INPUT RECORDS section start
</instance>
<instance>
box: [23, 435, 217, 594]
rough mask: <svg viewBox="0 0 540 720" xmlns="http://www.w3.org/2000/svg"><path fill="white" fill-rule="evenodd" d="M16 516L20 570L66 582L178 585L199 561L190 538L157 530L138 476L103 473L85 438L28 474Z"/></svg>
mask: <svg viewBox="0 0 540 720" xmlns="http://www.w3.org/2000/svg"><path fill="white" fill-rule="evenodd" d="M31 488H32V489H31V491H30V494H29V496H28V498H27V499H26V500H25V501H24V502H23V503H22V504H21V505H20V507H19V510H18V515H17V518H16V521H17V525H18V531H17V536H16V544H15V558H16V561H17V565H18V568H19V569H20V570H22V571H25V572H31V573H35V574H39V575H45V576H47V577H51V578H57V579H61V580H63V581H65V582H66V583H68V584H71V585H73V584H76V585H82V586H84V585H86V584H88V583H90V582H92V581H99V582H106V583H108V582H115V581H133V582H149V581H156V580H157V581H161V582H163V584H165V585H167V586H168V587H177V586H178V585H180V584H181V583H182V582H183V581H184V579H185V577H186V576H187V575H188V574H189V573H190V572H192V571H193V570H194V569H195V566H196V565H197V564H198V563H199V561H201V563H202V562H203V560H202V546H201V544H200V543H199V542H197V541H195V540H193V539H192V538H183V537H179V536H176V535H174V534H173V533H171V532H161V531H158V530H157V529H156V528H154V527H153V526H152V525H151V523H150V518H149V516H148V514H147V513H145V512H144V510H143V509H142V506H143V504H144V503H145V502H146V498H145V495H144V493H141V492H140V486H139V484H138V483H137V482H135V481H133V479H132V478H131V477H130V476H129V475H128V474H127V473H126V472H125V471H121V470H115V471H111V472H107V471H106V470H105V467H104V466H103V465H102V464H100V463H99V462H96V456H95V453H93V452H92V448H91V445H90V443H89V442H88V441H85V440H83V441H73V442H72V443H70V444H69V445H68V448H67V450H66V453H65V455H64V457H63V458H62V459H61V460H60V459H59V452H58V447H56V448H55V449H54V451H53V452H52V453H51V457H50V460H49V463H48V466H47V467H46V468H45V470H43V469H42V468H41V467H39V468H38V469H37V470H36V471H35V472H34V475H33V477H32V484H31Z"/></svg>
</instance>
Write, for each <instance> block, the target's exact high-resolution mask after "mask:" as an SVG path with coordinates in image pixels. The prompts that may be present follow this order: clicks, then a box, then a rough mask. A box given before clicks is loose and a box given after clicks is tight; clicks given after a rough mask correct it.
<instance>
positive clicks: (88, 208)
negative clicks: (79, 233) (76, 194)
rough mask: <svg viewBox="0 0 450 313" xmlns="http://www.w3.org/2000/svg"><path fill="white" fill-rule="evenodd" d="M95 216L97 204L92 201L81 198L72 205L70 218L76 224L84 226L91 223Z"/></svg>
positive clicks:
INPUT RECORDS section end
EXERCISE DESCRIPTION: Turn the part of the data that runs from its beginning through the line containing "516L20 570L66 582L178" into a numbered list, with any blank lines left out.

WRITTEN SOLUTION:
1. </instance>
2. <instance>
3. box: [23, 435, 217, 594]
4. rough mask: <svg viewBox="0 0 540 720" xmlns="http://www.w3.org/2000/svg"><path fill="white" fill-rule="evenodd" d="M16 516L20 570L66 582L178 585L199 561L190 538L157 530L138 476L103 473L85 438L28 474Z"/></svg>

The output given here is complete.